EXERCISE DETAILS: The records below must be written out exactly, with every picture left behind.

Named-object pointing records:
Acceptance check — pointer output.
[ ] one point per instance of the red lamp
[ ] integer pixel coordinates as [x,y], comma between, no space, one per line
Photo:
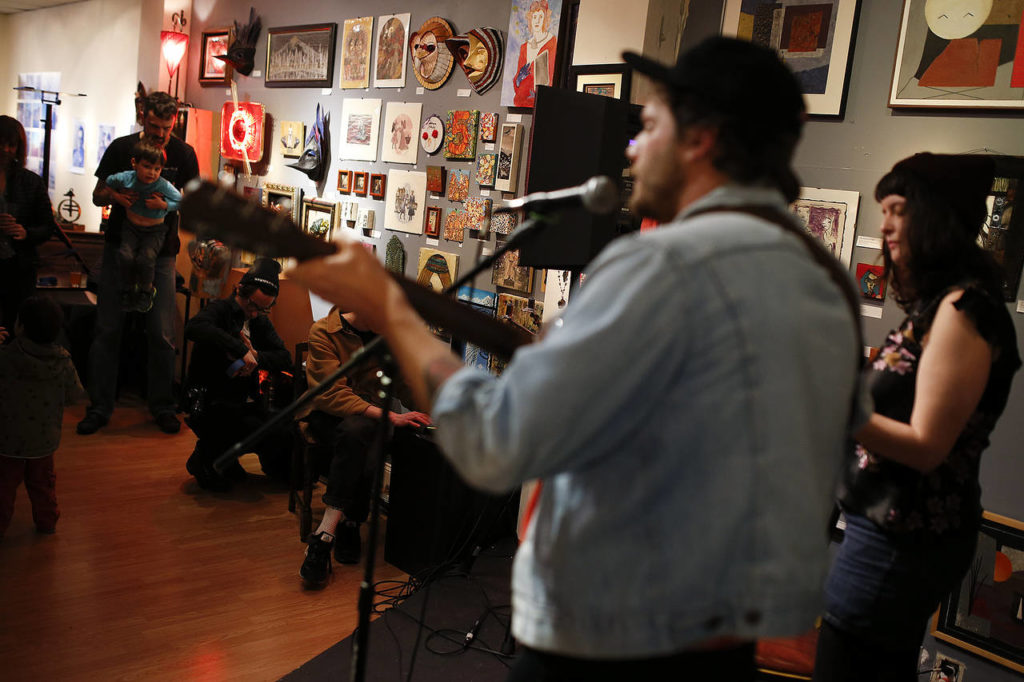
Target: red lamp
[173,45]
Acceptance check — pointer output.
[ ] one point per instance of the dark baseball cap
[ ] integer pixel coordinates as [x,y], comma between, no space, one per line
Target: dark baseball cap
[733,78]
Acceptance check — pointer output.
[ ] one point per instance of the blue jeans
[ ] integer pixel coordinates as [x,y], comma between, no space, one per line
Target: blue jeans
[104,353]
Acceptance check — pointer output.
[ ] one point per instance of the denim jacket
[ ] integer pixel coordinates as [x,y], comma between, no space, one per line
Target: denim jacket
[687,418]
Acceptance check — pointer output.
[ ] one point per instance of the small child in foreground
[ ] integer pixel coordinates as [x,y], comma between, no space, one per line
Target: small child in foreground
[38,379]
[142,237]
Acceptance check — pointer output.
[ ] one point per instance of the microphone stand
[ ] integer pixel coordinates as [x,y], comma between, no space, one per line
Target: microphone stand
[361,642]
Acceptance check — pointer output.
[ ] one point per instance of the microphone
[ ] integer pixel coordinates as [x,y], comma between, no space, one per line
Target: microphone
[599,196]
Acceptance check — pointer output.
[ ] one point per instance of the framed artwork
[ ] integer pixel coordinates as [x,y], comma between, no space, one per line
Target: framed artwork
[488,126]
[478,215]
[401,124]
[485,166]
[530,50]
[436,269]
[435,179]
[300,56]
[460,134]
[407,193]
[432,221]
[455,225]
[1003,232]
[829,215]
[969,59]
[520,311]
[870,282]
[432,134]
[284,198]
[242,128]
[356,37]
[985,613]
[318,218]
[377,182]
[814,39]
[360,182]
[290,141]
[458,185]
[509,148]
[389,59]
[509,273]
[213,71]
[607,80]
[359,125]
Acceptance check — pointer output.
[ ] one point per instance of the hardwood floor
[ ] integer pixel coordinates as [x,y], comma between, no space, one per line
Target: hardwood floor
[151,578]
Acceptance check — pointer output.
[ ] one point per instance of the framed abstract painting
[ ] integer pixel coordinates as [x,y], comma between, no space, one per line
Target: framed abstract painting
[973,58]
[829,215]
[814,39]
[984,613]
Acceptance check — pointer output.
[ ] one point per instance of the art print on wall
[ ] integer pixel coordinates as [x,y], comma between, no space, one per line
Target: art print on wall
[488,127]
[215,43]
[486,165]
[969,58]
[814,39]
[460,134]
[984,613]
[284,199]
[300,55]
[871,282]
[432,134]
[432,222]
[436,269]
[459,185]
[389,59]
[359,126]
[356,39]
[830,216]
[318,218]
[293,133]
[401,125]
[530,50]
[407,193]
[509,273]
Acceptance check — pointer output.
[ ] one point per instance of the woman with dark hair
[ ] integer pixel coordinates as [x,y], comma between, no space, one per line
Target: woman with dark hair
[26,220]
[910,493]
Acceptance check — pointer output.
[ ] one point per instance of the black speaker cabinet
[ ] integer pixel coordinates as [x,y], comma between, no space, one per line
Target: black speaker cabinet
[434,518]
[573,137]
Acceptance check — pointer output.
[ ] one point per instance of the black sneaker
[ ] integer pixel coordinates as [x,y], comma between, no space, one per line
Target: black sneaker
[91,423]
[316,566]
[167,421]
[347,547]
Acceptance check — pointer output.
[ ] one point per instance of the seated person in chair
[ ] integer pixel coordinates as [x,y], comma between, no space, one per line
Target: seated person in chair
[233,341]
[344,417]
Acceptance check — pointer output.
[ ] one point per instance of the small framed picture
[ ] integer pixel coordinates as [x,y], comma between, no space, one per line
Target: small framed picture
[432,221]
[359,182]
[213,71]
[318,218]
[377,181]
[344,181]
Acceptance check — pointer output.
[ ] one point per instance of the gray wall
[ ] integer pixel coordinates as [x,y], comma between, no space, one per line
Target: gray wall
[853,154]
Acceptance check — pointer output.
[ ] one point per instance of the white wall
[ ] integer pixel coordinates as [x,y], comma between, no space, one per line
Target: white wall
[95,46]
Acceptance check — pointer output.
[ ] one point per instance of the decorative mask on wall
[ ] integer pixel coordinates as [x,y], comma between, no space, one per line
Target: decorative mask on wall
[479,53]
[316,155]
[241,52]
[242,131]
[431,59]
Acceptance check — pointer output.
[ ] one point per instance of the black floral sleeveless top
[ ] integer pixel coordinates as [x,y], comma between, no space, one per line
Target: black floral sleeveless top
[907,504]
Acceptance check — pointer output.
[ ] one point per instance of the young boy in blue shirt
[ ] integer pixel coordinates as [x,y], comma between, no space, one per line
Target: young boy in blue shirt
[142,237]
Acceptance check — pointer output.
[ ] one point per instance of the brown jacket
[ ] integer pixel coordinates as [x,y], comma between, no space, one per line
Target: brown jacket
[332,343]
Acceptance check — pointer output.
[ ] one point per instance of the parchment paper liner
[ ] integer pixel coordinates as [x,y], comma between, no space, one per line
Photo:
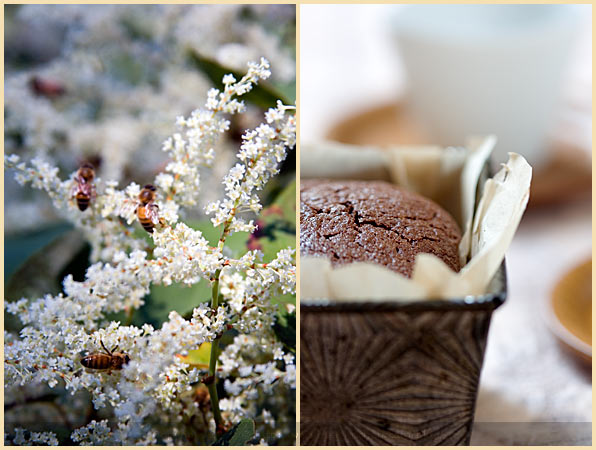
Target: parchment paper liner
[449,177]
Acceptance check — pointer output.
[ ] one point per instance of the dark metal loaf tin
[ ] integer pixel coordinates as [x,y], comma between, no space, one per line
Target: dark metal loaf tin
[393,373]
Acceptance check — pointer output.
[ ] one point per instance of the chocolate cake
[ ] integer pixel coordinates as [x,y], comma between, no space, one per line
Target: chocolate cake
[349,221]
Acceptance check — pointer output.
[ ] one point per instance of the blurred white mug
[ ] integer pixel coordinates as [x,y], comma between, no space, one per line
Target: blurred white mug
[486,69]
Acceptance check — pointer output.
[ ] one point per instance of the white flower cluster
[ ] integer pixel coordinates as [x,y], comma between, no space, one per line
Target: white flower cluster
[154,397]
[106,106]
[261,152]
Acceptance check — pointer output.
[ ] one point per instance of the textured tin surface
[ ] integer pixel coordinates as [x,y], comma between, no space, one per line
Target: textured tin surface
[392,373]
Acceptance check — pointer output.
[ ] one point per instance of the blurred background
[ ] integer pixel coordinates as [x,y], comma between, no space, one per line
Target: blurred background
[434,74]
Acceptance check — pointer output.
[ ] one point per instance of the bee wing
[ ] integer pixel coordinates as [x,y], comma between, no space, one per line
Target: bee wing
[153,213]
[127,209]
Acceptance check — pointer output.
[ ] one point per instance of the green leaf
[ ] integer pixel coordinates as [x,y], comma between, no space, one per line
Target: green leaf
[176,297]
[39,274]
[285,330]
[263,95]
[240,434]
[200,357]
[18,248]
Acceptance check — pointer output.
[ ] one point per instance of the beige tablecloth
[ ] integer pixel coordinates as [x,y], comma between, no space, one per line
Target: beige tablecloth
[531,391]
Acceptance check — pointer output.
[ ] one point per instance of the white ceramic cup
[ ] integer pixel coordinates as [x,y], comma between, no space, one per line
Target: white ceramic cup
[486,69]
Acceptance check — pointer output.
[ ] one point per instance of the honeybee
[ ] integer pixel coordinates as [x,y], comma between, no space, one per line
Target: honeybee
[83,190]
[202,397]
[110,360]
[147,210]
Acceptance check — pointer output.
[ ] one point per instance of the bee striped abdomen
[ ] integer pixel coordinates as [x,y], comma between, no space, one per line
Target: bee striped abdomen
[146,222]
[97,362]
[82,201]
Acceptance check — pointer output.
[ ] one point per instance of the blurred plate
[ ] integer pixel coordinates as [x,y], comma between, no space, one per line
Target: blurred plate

REPLY:
Acceptance check — pointer output.
[ ] one point per instance of the red lamp
[ ] integer pixel coordinates as [x,y], comma between, no space, one per line
Photo:
Target: red lamp
[173,45]
Acceptance check — pointer output.
[ ] one point per instance of the dark baseball cap
[ ] integer pixel coordinates as [x,y], comma between, no space, one per line
Target: dark baseball cap
[733,78]
Acceptance check — pointer output.
[ ] one point per instance of the blue jeans
[ ] integer pixel coordinates as [x,y], comma between, no space, one per line
Target: blue jeans
[104,353]
Acceptance check — pointer output.
[ ] one point per instance of the denim jacket
[ ] integer pixel coordinates as [x,y], comma between, no space, one per line
Target: denim jacket
[687,418]
Acceptance check — pointer output.
[ ] one point per instance of the small child in foreground
[ ] integer pixel coordinates as [x,y], comma between, no space, one per line
Target: small child in foreground
[38,379]
[142,237]
Acceptance check — pointer output.
[ ] one point per instance of the microphone stand
[ ] integer pixel coordinates as [x,y], comma between, no space, one per line
Target: microphone stand
[361,642]
Acceptance check — pointer output.
[ ] one point per instance of the microphone
[ ] integer pixel coordinates as [x,y], comma between, no space, one per line
Target: microphone
[599,196]
Acceptance check — pointer output.
[ ] one point per instance of the framed artwork
[ ] integer pixel coordinates as [x,y], comma between, no space, one per line
Target: framed artwork
[488,126]
[478,215]
[401,124]
[485,166]
[530,50]
[436,269]
[435,179]
[300,56]
[460,134]
[407,193]
[432,221]
[455,225]
[1003,232]
[829,215]
[969,59]
[520,311]
[870,282]
[432,134]
[284,198]
[242,128]
[356,37]
[985,613]
[318,218]
[377,182]
[814,39]
[360,182]
[290,141]
[458,185]
[509,148]
[389,59]
[509,273]
[213,71]
[607,80]
[359,125]
Acceptance check — pointer output.
[ ] one point per instance of the hardwood floor
[ ] integer pixel coordinates as [x,y], comma between, no space, one per line
Target: hardwood floor
[151,578]
Acceptance check — pointer output.
[ ] one point per instance of the framed abstract painting
[ ] integer pixel coordinates as [x,y], comma between, no space, one per line
Target: framed abstract painting
[973,58]
[829,215]
[814,39]
[984,613]
Acceptance check — pointer output.
[ ] one point per instance of the art print on wall
[ ] integer pixel coordinates as [x,y], comma between, no space, one per line
Target: art print on wall
[488,127]
[215,43]
[486,165]
[969,58]
[814,39]
[460,134]
[984,613]
[284,199]
[300,55]
[871,282]
[432,134]
[432,222]
[436,269]
[459,185]
[389,59]
[359,126]
[356,39]
[830,216]
[318,218]
[293,133]
[401,125]
[530,50]
[407,193]
[509,273]
Acceptance check — pointer output.
[ ] one point per instance of the woman with dark hair
[ ] integer pixel coordinates as [x,y], comma between, no space, one per line
Target: woman with dark hair
[26,220]
[910,493]
Acceptance check — pointer output.
[ ] one point per instance of the black speaker cabinet
[ ] integer pixel coordinates as [x,y], comma between, no space, one per line
Target: black speaker cabinet
[434,518]
[573,137]
Acceptance check — pointer output.
[ ] one point per instance of the black sneaker
[ ] integer pixel coordinates as [x,y], comma between, no space, one per line
Target: black sneaker
[91,423]
[316,566]
[167,421]
[347,547]
Acceptance check — pointer output.
[ ] one point per instance of the seated person in chair
[ ] integer pixel coordinates as [x,y], comma between, no space, one per line
Target: seated person in chair
[233,341]
[344,417]
Acceptance check — pointer output.
[ ] one point per instance of the small framed picture
[ ] integer pixel coordinates as [x,y], comma between, no space, one per line
Target: small framed picture
[432,221]
[359,182]
[213,71]
[318,218]
[377,181]
[344,181]
Acceptance check — pointer output.
[ ] one point per instance of the gray wall
[ ] integer pixel coordinates as [x,y], comma between, no space, one per line
Target: gray wall
[853,154]
Acceptance check — pointer output.
[ ] one point per instance of the white wall
[ ] integer pixel coordinates as [x,y], comma between, no space, one per line
Target: white wall
[95,46]
Acceptance check — pointer output.
[ ] one point per instance of the decorative mask on wall
[ ] integer pixel coordinates as [x,y], comma between, no space, one per line
Target: decorative mask on wall
[479,53]
[316,155]
[241,52]
[242,131]
[431,59]
Acceptance check — pointer output.
[ ] one point per instance of the black floral sleeveless top
[ ] integer pixel coordinates as [x,y], comma between, no space, one per line
Target: black floral sleeveless top
[907,504]
Acceptance check — pointer output.
[ ] one point per instance of the young boy in blue shirt
[ ] integer pixel coordinates as [x,y], comma between, no space, one per line
Target: young boy in blue shirt
[142,237]
Acceptance check — pointer output.
[ ] one point per instance of the brown jacket
[ ] integer pixel coordinates as [x,y], comma between, no space, one per line
Target: brown jacket
[332,343]
Acceptance check — pointer output.
[ ] one point per instance of the parchment paper liner
[ ] integer pixel coordinates as [x,y], comma between, no space, one per line
Photo:
Target: parchment paper liner
[449,177]
Acceptance check — pointer output.
[ ] one point per instance of the dark metal loaf tin
[ ] integer pixel coordinates as [x,y], comma between, no space, one per line
Target: dark metal loaf tin
[393,373]
Acceptance check — pointer output.
[ ] one point per instance of the chocolate cake
[ ] integer pixel coordinates as [x,y], comma between, no space, one per line
Target: chocolate cake
[349,221]
Acceptance check — pointer output.
[ ] one point per instance of the blurred white mug
[ ] integer pixel coordinates as [x,y], comma between, no space, one per line
Target: blurred white mug
[486,69]
Acceptance check — pointer output.
[ ] one point per instance of the white flower cluster
[ ] integer pixel coordinates as [x,y], comma between, no space, one per line
Target: white flower cluster
[154,397]
[106,106]
[261,152]
Acceptance check — pointer output.
[ ] one point per instance of the textured tin surface
[ ] integer pixel coordinates as [x,y], comma between, no space, one per line
Target: textured tin surface
[392,373]
Acceptance check — pointer output.
[ ] one point per instance of the blurred background
[ ] integer pixel coordinates as [x,y], comma between, no space, one per line
Target: blurred background
[434,74]
Acceptance check — pointer output.
[ ] one point per instance of the bee wing
[ ] integer pixel coordinates as [x,y], comma between, no space, one per line
Target: bee wing
[153,213]
[127,209]
Acceptance check — pointer output.
[ ] one point per instance of the green leaf
[ ] integer pixel coordinates as [x,y], comma between, no space, one per line
Target: green leaf
[176,297]
[39,274]
[285,330]
[263,95]
[240,434]
[200,357]
[18,248]
Acceptance check — pointer output.
[ ] one point per instance of the beige tablecloth
[ ] integer pixel coordinates as [x,y], comma between, no space, one per line
Target: beige tablecloth
[531,391]
Acceptance check — pointer output.
[ ] one point per instance of the white ceramic cup
[ ] integer pixel coordinates as [x,y], comma between, no space, one per line
Target: white ceramic cup
[486,69]
Acceptance check — pointer output.
[ ] one point per instance of the honeybee
[ ] integer pixel coordinates as [x,y], comma between, no space, one per line
Target: honeybee
[83,190]
[202,397]
[110,360]
[147,210]
Acceptance check — pointer output.
[ ] one point per instance of the bee striped abdomen
[ ] integer pixel coordinates as [x,y], comma between, no space, one per line
Target: bee striped abdomen
[146,222]
[97,362]
[82,201]
Acceptance check — pointer output.
[ ] one point per instance of the blurred plate
[ ] integer pixel coordinates as [x,y], comma between, no space, one per line
Target: blurred plate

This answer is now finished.